[Problem to work on]
Please retype the data below line for line and leave out every picture.
....
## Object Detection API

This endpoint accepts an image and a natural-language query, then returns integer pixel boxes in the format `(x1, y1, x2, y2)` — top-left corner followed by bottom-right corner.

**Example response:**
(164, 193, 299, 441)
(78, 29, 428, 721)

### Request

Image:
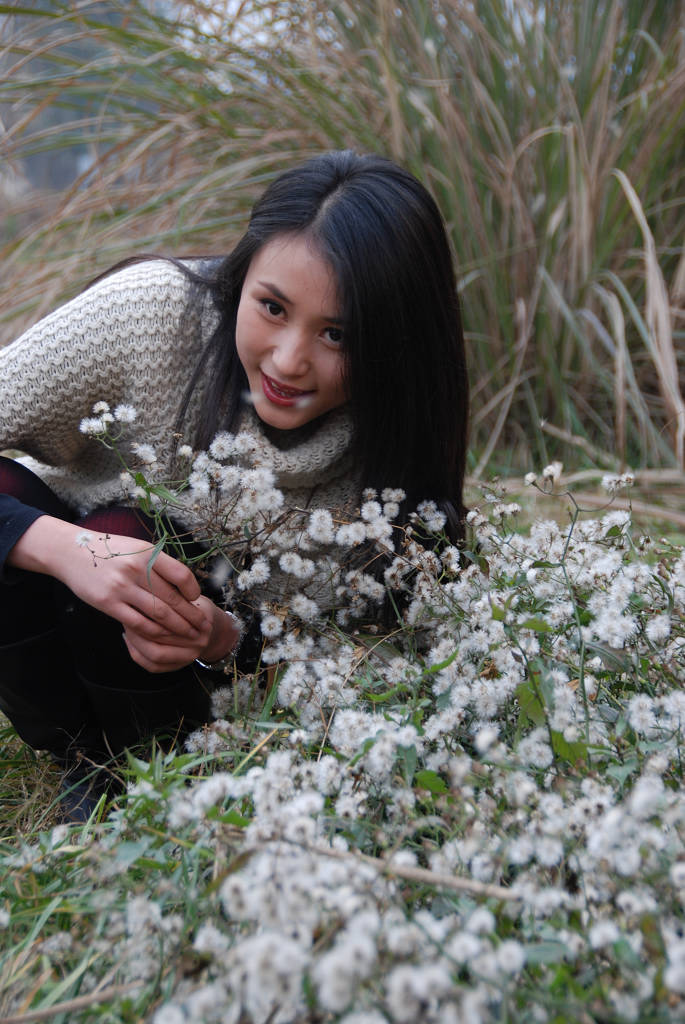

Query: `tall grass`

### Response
(1, 0, 683, 474)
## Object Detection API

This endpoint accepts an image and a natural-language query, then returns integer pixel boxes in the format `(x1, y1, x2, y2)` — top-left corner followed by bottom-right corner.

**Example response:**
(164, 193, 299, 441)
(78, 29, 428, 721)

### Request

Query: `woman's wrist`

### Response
(7, 515, 81, 579)
(195, 608, 243, 671)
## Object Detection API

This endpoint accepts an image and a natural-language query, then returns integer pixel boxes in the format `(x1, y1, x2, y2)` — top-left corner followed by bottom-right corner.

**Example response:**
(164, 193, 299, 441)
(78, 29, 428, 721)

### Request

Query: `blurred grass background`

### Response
(1, 0, 684, 485)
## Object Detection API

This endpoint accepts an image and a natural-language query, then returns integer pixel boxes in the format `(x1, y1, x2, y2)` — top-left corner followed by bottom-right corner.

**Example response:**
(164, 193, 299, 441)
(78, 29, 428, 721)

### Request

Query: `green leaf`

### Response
(613, 937, 644, 969)
(524, 941, 568, 965)
(218, 808, 250, 827)
(258, 676, 279, 721)
(349, 736, 376, 767)
(365, 685, 404, 702)
(113, 840, 150, 868)
(519, 617, 553, 633)
(34, 949, 100, 1009)
(605, 757, 639, 789)
(551, 730, 587, 766)
(516, 680, 545, 728)
(414, 769, 449, 794)
(425, 646, 460, 675)
(145, 536, 166, 585)
(397, 744, 417, 785)
(149, 484, 180, 503)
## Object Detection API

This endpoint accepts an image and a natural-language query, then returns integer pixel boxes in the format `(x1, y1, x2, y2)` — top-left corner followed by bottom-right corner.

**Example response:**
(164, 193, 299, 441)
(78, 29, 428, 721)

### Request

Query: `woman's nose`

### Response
(271, 329, 310, 377)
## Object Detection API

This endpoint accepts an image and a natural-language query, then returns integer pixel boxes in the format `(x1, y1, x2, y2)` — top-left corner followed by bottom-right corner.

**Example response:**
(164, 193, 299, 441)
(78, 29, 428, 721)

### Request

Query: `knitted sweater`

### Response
(0, 260, 358, 574)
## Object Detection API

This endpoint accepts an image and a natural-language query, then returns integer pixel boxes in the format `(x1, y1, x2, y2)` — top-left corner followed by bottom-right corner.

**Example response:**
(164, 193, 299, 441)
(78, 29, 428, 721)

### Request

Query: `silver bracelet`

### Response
(195, 611, 243, 672)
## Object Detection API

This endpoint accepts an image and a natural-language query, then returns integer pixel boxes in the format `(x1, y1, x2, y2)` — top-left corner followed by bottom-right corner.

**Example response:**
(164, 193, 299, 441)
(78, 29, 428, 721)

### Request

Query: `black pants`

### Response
(0, 457, 212, 760)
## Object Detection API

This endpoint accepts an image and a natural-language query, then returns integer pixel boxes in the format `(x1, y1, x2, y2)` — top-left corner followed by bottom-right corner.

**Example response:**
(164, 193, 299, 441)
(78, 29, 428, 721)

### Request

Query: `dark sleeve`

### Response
(0, 494, 45, 583)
....
[Exercise response]
## Object Detection API

This endpoint accepts an image and a natural-language query, then returns integer pixel boxes in the format `(x1, y1, x2, y2)` — top-left corner followed by bottom-right corner.

**Example response:**
(164, 193, 299, 441)
(78, 29, 428, 721)

### Request

Image:

Query: `tall grass`

### Response
(1, 0, 683, 474)
## Object Detection API

This endpoint accepts an image and a natural-language query, then returns integer pixel boxes in the format `(x1, y1, x2, y2)` — top-left corner followed by bottom-right corner.

**Example response:**
(164, 193, 299, 441)
(78, 29, 428, 721)

### Request

Query: `woman's wrist`

### Response
(7, 515, 81, 579)
(195, 608, 243, 671)
## Object Detection API

This endpoint accepts an image and a natural-language query, then returns integer pixel boxes in the format `(x1, y1, x2, y2)` — top-left corner followed by bottom-right corner.

**Example response:**
(164, 193, 299, 441)
(78, 29, 428, 721)

### Request

Query: `blurred grass background`

### Response
(1, 0, 684, 485)
## Object Detection API

This endpoint accepts an image and a natural-language query, then returns integer pixel boxes in the format `(x1, y1, x2, y2)` — top-left corner followed by bottom-right corner.

**Example response:**
(164, 193, 299, 441)
(78, 29, 428, 721)

### Request

Query: `green leaf`

### Response
(613, 937, 644, 969)
(524, 941, 568, 965)
(218, 808, 250, 827)
(258, 676, 279, 721)
(349, 736, 376, 767)
(365, 685, 404, 702)
(113, 840, 150, 868)
(519, 617, 553, 633)
(34, 949, 100, 1009)
(605, 757, 639, 789)
(551, 730, 587, 766)
(516, 680, 545, 728)
(414, 769, 449, 794)
(425, 646, 460, 675)
(145, 536, 166, 585)
(397, 744, 417, 785)
(149, 484, 180, 503)
## Object Detection API

This endpoint accepts an image and a natural-language query, then returns integer pixel boxes in the format `(x1, y1, x2, y2)` — top-left corner followed by bottom-right corner.

**Example response:**
(164, 193, 299, 441)
(78, 29, 428, 721)

### Request

Query: `woman's nose`

### Response
(271, 329, 310, 377)
## Object Detection API

This endpoint accepts an image and a natural-language query, then returns integer pixel boxes in the format `(x1, y1, x2, y2)` — top-left corner followed by bottom-right corner.

**Example response:**
(164, 193, 299, 441)
(78, 29, 428, 721)

### Request

Query: `knitted sweater`

### Response
(0, 260, 358, 574)
## Object Detection API

This endpoint accepts an image and a natural-language query, then returns integer pixel boxes in the format `(x1, y1, x2, y2)` — top-left corner followed by bottom-right corner.

**Example response:**
(164, 193, 299, 441)
(78, 29, 428, 721)

### Request

Query: `silver bracelet`

### Response
(195, 611, 243, 672)
## Object Detection API

This endpoint accepts an image and a natural-language query, then returns integer pixel boxes in the format `(x1, y1, x2, y2)` — top-left corner followed by bottom-right corner.

**Example response:**
(164, 193, 299, 441)
(78, 29, 428, 721)

### Request

Query: `black pants`

### Response
(0, 457, 212, 760)
## Object Detection API

This endpoint accepts an image and a natural-language query, then returns integer pixel boxes in the format `(x1, y1, x2, y2)` — top-left corner followed by bottom-right corner.

**Example response:**
(164, 193, 299, 441)
(78, 29, 428, 721)

### Request

Query: `dark sleeve`

### Response
(0, 494, 45, 583)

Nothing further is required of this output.